- GOAL:
Can you reproduce the entries in the stretch from the line containing "Objective — pinpoint the white draped" through the line containing "[0,0,340,270]", changing "fabric" to "cloth" and leaving everything else as it is?

# Start of EXERCISE MATERIALS

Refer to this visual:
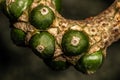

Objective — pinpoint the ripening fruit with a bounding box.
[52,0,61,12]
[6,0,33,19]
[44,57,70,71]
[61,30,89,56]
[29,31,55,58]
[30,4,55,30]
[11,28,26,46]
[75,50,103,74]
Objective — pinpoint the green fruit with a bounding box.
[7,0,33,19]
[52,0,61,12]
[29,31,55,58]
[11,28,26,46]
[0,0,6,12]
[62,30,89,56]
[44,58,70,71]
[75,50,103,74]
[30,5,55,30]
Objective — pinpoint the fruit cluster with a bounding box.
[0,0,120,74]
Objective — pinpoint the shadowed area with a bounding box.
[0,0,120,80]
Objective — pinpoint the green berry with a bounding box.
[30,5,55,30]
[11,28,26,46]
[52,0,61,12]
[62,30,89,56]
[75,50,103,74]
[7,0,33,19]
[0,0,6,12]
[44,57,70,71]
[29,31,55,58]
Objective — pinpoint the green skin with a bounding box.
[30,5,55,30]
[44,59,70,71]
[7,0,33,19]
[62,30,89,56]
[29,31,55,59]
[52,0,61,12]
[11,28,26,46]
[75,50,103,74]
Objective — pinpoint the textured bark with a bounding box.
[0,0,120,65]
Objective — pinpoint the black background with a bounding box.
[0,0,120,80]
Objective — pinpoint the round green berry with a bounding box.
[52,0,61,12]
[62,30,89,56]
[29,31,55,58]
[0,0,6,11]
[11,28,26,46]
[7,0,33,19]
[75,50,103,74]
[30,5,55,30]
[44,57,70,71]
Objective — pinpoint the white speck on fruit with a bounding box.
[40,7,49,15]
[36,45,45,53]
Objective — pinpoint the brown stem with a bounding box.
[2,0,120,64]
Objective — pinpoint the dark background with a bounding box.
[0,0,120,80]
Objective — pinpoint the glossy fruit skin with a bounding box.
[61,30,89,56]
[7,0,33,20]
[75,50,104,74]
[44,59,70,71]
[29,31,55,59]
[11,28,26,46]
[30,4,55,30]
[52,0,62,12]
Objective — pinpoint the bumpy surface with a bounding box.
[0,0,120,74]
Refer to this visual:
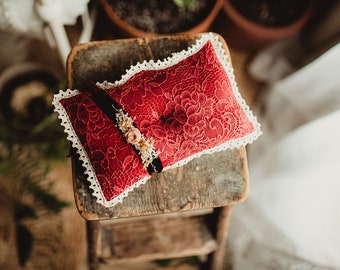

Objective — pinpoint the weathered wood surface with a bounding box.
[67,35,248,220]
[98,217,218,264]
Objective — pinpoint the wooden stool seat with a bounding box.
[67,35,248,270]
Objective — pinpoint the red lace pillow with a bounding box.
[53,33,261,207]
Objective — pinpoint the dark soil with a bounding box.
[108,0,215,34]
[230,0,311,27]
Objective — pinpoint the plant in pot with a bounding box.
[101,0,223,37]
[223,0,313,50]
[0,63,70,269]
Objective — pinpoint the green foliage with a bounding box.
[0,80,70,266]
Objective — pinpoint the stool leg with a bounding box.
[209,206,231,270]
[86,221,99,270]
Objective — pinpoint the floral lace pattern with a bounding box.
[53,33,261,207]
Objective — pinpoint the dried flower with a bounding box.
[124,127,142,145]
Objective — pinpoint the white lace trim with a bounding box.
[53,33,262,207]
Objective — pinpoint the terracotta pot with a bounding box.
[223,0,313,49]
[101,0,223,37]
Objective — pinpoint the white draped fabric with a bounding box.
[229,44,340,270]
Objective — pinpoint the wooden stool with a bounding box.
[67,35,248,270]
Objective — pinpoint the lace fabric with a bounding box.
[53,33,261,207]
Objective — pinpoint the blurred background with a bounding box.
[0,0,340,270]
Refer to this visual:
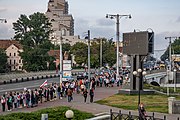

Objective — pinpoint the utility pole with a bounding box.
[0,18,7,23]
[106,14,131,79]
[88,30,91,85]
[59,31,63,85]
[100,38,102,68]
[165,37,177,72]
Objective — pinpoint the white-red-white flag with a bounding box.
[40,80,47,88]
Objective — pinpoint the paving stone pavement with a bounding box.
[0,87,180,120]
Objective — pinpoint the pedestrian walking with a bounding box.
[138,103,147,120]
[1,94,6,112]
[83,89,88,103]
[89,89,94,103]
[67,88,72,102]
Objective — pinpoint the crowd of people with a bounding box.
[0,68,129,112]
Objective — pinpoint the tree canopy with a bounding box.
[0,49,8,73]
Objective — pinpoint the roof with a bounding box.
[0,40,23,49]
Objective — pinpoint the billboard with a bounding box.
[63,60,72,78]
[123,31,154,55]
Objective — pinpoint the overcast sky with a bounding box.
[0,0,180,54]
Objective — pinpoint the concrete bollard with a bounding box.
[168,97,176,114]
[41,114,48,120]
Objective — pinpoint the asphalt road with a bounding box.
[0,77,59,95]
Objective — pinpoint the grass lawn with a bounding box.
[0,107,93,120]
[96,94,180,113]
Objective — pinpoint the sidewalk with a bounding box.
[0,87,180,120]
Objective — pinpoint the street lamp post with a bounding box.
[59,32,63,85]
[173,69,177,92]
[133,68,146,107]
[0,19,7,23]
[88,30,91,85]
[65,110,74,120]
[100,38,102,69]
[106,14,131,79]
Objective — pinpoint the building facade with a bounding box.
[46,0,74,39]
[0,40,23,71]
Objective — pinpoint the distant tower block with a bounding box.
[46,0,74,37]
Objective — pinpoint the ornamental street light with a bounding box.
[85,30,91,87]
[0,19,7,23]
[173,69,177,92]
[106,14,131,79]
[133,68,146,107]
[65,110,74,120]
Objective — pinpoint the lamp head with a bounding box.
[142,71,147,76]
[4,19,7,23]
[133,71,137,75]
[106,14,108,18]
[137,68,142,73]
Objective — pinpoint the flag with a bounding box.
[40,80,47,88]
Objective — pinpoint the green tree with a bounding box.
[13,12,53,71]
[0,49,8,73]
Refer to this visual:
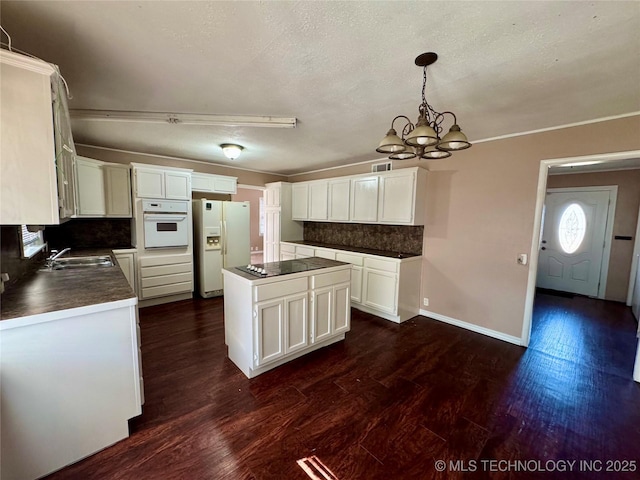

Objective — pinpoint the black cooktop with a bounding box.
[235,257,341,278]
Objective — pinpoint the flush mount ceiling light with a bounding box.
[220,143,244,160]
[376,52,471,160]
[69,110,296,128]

# End of EXERCISE MATERIALS
# Start of EXERCISE MATERIALS

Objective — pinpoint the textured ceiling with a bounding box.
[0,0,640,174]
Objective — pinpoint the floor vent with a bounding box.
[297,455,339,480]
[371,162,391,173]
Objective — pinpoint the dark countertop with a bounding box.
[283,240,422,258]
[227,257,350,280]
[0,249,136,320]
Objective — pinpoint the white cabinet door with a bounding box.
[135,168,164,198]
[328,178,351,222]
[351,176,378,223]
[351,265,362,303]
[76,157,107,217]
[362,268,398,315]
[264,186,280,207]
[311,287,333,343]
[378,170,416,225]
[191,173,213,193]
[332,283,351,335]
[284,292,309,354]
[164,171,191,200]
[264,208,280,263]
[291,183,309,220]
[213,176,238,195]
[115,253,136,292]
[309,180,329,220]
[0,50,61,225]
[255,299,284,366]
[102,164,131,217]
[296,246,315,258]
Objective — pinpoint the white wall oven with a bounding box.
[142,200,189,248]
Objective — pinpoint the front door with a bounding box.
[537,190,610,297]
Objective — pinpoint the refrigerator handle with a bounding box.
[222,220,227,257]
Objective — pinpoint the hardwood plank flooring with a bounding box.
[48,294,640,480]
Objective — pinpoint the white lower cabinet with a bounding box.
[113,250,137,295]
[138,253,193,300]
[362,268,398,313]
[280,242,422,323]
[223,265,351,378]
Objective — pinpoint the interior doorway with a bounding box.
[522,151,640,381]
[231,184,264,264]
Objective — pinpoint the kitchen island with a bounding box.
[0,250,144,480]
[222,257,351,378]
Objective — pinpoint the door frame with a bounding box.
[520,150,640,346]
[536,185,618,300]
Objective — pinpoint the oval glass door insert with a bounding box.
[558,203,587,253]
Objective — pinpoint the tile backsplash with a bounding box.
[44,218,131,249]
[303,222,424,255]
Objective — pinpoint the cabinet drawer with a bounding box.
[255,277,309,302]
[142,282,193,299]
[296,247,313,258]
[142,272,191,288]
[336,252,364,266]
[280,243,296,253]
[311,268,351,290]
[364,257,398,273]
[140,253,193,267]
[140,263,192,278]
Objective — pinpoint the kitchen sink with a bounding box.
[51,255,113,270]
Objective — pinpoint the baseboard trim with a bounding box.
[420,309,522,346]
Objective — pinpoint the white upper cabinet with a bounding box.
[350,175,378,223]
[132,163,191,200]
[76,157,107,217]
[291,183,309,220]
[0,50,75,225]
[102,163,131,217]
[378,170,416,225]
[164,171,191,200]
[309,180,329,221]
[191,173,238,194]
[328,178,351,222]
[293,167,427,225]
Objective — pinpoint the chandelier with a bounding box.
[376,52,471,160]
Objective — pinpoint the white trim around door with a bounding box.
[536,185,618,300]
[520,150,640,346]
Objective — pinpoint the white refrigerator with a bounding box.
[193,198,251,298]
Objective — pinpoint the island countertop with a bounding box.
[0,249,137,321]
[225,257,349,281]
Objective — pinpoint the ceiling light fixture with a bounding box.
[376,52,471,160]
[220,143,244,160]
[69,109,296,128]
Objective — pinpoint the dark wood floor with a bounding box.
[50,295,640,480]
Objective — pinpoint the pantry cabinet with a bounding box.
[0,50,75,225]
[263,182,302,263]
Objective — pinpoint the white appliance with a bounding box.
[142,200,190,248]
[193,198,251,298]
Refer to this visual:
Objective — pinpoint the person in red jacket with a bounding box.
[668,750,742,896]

# End of EXERCISE MATERIALS

- RIGHT ANSWER:
Objective — pinpoint the white draped cloth with a bounding box.
[229,44,340,270]
Objective — pinpoint the wooden stool with a bounding box.
[67,35,248,270]
Objective — pinpoint the lace cloth with a bounding box.
[53,33,261,207]
Objective — pinpoint the blurred background with a bounding box.
[0,0,340,270]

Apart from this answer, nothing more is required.